• **Bagian Latihan**:
1) Nyatakan apakah setiap pernyataan berikut sesuai dengan artikel tentang korupsi, dengan jawaban ya atau tidak beserta kutipan kata-kata penentu dari artikel itu tanpa perubahan: (a) Korupsi berkurang di era reformasi. (b) Biaya demokratisasi sangat besar. (c) Para mahasiswa menduduki gedung MPR pada tahun 1998.
2) Tulis ulang bagian artikel tentang korupsi di antara "Keberhasilan berdemokrasi di" dan "kepada lembaga-lembaga Negara.", termasuk kedua batas tersebut, dengan mengganti "rakyat" menjadi "masyarakat".
3) Teruskan artikel tentang korupsi mulai setelah kalimat terakhirnya.

• **Kutipan Sumber**:
Memangkas mentalitas Korupsi
Oleh : H Mudjiono
Era reformasi selepas tumbangnya rezim Orde Baru., menjadi harapan rakyat Indonesia untuk
menapaki kehidupan yang lebih demokrasi, lebih bebas menyatakan pendapat dan
berekspresi. Keinginan sekelompok orang
untuk bebas berbicara itu memang menjadi kenyataan, seperti saat ini kita bebas
mengkritik pejabat, bahkan melecehkan presiden bisa dilakukan orang yang tidak
tahu persis duduk perkaranya. Kebebasan berbicara dan mengutarakan pendapat
yang diklaim sebagai hak asasi mendapat dukungan media pers, baik cetak mau pun
elektronik.
Keberhasilan berdemokrasi di Republik ini tidak serta merta
mewujudkan kesejahteraan rakyat. Yang sudah menikmati hasil reformasi tentunya
elit-elit politik yang berhasil duduk di badan legisltafif, eksekutif dan
yudikatif yang seluruhnya mengatasnamakan kepentingan rakyat. Biaya demokratisasi ini sangatlah besar,
sehingga prioritas utama bukanlah untuk rakyat, namun lebih banyak untuk
membentuk badan-badan adhoc , seperti terbentuknya berbagai Komisi Pengawasan untuk
berbagai lembaga Negara. Ini menunjukkan sudah tidak ada lagi kepercayaan
kepada lembaga-lembaga Negara.
Masalah kronis korupsi yang semula dinisbatkan pada Orde
Baru, di era reformasi ternyata tidak juga berkurang. Korupsi masih saja muncul, dan meluas di
berbagai lembaga Negara dan swasta. Bisa jadi para mahasiswa yang menduduki
gedung MPR pada tahun 1998 yang
mengakibatkan lengsernya pak Harto, hari ini menyesal dan kecewa. Sebagian dari mereka tentunya sudah ada yang
menjadi pegawai negeri, pengusaha, kader partai, dan berbagai profesi
lain. Kini mereka berada dalam dunia
nyata, yakni berkeluarga dan harus menghidupi anak isteri. Pertanyaannya apakah mereka masih ingat pada
dunia ide sewaktu menjadi mahasiswa. Ingatkah mereka pada cita-cita memberantas
korupsi, dan mendukung demokrasi untuk
kesejahteraan rakyat.

• **Data yang Disediakan**:
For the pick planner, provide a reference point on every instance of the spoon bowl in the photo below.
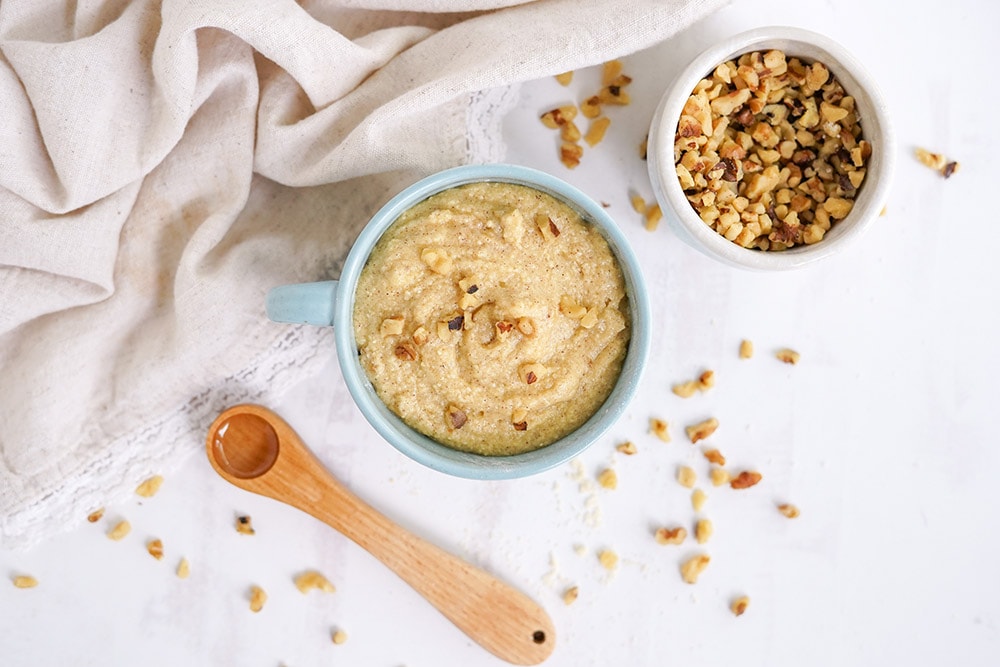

• **Hasil Latihan**:
1)
(a) Tidak: "di era reformasi ternyata tidak juga berkurang".
(b) Ya: "Biaya demokratisasi ini sangatlah besar".
(c) Ya: "para mahasiswa yang menduduki gedung MPR pada tahun 1998".

2)
Keberhasilan berdemokrasi di Republik ini tidak serta merta
mewujudkan kesejahteraan masyarakat. Yang sudah menikmati hasil reformasi tentunya
elit-elit politik yang berhasil duduk di badan legisltafif, eksekutif dan
yudikatif yang seluruhnya mengatasnamakan kepentingan masyarakat. Biaya demokratisasi ini sangatlah besar,
sehingga prioritas utama bukanlah untuk masyarakat, namun lebih banyak untuk
membentuk badan-badan adhoc , seperti terbentuknya berbagai Komisi Pengawasan untuk
berbagai lembaga Negara. Ini menunjukkan sudah tidak ada lagi kepercayaan
kepada lembaga-lembaga Negara.

3)
Para koruptor sejak zaman dulu sampai sekarang adalah
orang-orang yang berpendidikan tinggi. Maklumlah yang berpendidikan rendah tak sempat menjadi pejabat atau public figure yang
memiliki kesempatan untuk korupsi.
Dengan kata lain para koruptor ini dulunya juga mahasiswa dan mungkin
pernah demo untuk memberantas korupsi.
Perubahan mentalitas dari anti korupsi menjadi pro korupsi ini patut
menjadi perhatian kita, utamanya para pendidik, psikolog, ulama
dan tokoh agama.
Melihat fenomena lingkaran setan korupsi, tampaknya
diperlukan pendidikan dan pengajaran sejak dini. Setiap orang tua, setiap
keluarga perlu mawas diri apakah sudah mengarahkan anak-anaknya untuk anti
korupsi. Bisa jadi orang tua sering
bicara bahwa hidup ini harus jujur, ingat pada Tuhan, namun ketika memasukkan
anaknya ke sekolah favorit, ternyata menyogok petugas supaya dapat diterima. Dewasa ini kita juga melihat anak-anak baru
gede sudah bersliweran mengendarai
sepeda motor. Orang tua mereka bangga anaknya sudah bisa disuruh kemana-mana
dengan naik motor, padahal belum cukup umur untuk memperoleh Surat Izin
Mengemudi (SIM)-C . Banyak penyimpangan yang dipertontonkan orang tua kepada
anaknya, dan itu membentuk mentalitas sang anak menjadi tidak peka terhadap
penyimpangan. Berbagai kesalahan yang sudah
dianggap biasa, menjadikan hati nurani menjadi tumpul, dan tidak malu melakukan
penyimpangan di kemudian hari.
Gaya hidup
Sebuah hadits yang menyatakan kelemahan umat manusia salah satunya adalah :
“Cinta Dunia dan takut mati”. Orang atau
masyarakat yang sudah sangat mencintai kehidupan dunia yang serba instan sudah
tentu sangat sulit diajak berjuang yang berisiko kematian. Orang-orang semacam ini akan lemah dalam membela kebenaran, agama
maupun Negara, karena takut kehilangan segala kenikmatan dunia.
Dunia adalah segala hal yang dekat, yang memang harus
dimiliki setiap orang dalam batas-batas tertentu. Batasan inilah yang sangat sulit ditentukan
dan sangat relative, karena sangat bergantung pada gaya hidup setiap orang atau
keluarga. Kebutuhan makan seseorang
untuk sekedar mempertahankan hidup agar mampu beribadah tidaklah banyak. Namun bagi seorang pengusaha atau pejabat
yang sering melakukan lobby bisnis, untuk sekali makan membutuhkan jutaan
rupiah.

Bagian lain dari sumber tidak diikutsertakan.